-- Begin INPUT MATERIAL --

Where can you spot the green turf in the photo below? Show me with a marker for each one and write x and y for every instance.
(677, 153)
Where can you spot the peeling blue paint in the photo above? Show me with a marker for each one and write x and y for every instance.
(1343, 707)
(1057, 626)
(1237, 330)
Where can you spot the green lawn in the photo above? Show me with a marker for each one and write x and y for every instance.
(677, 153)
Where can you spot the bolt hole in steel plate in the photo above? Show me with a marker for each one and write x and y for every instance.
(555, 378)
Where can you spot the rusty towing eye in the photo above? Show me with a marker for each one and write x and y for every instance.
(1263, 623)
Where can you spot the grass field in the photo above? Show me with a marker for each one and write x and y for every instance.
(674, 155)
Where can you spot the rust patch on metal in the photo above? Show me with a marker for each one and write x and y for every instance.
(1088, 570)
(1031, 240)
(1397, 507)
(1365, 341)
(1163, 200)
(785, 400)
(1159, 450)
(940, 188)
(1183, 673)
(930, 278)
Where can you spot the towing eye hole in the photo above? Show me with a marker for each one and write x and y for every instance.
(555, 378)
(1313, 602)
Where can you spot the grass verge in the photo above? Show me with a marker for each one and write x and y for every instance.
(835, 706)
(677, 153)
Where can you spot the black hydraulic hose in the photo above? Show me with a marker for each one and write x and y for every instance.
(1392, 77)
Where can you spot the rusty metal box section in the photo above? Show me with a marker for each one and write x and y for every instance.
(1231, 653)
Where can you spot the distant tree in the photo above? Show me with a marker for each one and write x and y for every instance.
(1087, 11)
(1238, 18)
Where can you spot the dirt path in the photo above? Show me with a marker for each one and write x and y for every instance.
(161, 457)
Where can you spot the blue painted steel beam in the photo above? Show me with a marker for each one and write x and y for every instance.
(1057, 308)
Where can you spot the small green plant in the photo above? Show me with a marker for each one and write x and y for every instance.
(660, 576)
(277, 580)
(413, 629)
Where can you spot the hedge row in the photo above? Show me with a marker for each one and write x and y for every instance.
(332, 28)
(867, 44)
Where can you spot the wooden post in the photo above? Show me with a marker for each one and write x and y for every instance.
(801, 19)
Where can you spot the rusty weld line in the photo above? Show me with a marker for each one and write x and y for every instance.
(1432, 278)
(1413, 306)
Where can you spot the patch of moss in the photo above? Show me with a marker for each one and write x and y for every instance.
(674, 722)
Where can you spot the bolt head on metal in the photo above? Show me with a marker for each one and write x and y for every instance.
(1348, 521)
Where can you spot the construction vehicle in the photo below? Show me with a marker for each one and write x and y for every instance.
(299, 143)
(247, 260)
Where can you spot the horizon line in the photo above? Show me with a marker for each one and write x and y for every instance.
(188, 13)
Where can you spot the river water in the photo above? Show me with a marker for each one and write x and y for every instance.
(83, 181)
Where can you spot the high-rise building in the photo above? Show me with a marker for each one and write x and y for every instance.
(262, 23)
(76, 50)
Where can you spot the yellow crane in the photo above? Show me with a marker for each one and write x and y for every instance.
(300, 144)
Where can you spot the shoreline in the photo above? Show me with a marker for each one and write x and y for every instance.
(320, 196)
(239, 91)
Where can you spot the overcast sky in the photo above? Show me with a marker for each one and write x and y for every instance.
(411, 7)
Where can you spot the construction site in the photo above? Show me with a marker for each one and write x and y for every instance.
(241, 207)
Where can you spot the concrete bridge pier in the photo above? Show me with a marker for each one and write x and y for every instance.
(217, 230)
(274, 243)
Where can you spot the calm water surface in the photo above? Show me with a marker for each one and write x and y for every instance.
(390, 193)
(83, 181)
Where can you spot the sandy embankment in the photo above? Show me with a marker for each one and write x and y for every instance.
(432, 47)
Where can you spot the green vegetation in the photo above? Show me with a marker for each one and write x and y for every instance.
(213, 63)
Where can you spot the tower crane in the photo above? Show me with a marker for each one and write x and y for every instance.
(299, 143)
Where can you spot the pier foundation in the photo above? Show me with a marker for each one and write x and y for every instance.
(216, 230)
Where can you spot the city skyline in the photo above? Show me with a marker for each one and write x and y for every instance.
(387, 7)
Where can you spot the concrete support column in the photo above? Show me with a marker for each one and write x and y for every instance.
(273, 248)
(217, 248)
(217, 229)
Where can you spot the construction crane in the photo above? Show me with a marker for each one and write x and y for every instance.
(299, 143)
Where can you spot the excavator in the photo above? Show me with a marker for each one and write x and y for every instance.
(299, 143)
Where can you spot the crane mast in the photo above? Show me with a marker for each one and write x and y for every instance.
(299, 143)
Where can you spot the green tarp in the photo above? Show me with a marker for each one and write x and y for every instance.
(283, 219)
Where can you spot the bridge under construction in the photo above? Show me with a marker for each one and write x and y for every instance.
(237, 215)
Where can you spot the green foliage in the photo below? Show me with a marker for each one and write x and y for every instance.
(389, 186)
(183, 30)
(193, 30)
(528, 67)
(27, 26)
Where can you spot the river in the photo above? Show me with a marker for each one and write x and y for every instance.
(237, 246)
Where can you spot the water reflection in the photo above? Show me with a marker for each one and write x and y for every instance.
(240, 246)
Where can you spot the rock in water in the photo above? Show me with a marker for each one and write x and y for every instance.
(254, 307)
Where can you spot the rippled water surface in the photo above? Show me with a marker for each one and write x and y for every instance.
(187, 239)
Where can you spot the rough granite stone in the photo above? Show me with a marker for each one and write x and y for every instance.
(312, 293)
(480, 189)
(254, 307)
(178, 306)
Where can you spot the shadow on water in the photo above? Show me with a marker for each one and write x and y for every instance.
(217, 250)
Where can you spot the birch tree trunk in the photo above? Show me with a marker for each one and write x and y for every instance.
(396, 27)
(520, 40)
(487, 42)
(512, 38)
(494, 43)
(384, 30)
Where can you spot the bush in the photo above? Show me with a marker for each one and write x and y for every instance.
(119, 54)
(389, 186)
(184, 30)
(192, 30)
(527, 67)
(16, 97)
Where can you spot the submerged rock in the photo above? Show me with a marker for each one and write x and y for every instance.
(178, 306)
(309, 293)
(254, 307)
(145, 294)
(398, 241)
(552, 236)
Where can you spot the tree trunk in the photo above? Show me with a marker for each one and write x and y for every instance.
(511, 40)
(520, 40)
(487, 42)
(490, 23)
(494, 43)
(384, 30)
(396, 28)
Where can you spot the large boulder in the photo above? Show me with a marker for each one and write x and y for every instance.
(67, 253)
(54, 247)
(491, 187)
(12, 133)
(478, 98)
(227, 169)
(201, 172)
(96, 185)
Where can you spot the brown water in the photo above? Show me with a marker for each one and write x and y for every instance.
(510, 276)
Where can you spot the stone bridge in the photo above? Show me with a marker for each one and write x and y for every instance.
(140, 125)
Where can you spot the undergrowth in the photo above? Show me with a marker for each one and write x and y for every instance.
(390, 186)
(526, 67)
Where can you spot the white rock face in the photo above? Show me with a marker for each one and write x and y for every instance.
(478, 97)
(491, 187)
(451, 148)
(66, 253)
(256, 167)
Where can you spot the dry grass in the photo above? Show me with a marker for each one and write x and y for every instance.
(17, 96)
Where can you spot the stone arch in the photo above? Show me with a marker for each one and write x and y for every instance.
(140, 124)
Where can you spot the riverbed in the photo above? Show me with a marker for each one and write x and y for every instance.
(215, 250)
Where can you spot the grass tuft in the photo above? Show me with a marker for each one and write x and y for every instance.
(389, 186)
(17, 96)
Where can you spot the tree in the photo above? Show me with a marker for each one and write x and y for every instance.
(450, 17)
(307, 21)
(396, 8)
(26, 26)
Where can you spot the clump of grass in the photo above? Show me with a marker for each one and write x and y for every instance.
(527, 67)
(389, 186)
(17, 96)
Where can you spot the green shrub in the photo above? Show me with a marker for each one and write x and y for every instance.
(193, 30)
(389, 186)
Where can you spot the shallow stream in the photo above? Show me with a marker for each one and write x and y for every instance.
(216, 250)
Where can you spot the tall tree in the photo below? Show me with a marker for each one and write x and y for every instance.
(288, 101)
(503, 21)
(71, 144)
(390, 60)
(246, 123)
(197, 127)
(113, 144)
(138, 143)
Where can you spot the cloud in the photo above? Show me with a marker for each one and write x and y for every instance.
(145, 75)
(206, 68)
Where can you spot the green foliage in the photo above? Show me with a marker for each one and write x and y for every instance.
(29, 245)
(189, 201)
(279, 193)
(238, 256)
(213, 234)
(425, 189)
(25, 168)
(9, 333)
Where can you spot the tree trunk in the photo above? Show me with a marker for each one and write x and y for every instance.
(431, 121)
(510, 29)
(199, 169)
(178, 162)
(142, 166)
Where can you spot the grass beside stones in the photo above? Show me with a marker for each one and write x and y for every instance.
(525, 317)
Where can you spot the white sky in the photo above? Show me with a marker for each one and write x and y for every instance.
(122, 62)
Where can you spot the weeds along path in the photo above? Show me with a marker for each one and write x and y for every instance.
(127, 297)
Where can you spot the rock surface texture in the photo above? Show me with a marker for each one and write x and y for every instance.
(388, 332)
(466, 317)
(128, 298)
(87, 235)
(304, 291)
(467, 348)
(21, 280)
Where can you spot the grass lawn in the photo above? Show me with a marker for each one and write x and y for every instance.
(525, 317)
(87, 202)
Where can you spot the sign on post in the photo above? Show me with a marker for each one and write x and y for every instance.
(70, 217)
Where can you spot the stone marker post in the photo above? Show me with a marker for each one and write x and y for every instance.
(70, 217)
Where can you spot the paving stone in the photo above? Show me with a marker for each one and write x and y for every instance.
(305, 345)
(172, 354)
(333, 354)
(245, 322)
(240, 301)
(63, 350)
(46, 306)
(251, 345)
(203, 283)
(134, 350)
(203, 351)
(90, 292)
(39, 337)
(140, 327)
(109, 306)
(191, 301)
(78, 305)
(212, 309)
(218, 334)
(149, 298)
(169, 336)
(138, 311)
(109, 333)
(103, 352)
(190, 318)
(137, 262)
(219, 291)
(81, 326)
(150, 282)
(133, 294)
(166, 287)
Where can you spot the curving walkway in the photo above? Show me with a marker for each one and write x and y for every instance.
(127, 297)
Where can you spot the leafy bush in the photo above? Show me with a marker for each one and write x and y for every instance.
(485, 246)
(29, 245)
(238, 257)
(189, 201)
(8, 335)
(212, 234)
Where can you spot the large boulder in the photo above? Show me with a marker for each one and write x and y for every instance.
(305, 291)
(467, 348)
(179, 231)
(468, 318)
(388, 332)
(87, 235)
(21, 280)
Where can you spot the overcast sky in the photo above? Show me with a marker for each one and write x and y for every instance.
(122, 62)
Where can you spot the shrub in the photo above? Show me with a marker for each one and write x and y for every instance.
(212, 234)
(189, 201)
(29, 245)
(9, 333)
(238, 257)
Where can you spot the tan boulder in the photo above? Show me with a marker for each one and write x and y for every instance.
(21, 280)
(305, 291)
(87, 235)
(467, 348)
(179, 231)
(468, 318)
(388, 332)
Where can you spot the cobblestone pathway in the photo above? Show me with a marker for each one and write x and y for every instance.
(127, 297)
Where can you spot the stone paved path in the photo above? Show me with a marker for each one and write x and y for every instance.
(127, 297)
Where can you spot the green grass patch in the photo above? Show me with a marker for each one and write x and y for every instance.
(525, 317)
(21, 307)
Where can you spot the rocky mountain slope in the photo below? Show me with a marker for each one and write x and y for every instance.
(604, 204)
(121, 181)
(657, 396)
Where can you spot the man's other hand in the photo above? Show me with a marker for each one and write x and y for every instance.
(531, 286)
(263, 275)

-- End INPUT MATERIAL --

▶ [TASK TO COMPLETE]:
Scale the listing above, starting with its first line and going on through the line with "(1313, 602)", both included. Write every one of those lines again, requests too, with each coordinate in the answers multiplied by 2.45 and rounded to a whole number, halves rounding up.

▶ [RESULT]:
Where can you spot the green turf in the photo below? Show me with a marker for each one and write x and y for every instance.
(1659, 375)
Where can you spot the peeling blue paint in the photo above? Show me with a marker for each one and write x and y for every instance.
(3290, 1732)
(2590, 1534)
(3031, 809)
Where can you spot the green lawn in the photo above? Show me with a marker for each one and write x and y for every instance.
(1659, 375)
Where can you spot the bolt hole in steel plate in the photo above? Show me with a marker for each one and write x and y for every instance.
(1360, 926)
Where can you spot the rusty towing eye in the photo above? Show me with a marker for each one and write x and y for every instance.
(3094, 1526)
Where can you spot the grass field in the photo above? Show me with a marker for each one and write x and y for every instance.
(1651, 380)
Where can you spot the rust patch on metal in the photo above? Show me with a marker for each one and write x and y for every instance.
(2666, 1397)
(2526, 588)
(3423, 1242)
(3344, 835)
(2849, 490)
(1923, 980)
(2840, 1103)
(2303, 461)
(2898, 1649)
(2279, 681)
Where can you spot the towing eye hole in the photo above? Show me with a marker for each one and write x and y for every instance.
(1360, 926)
(3217, 1475)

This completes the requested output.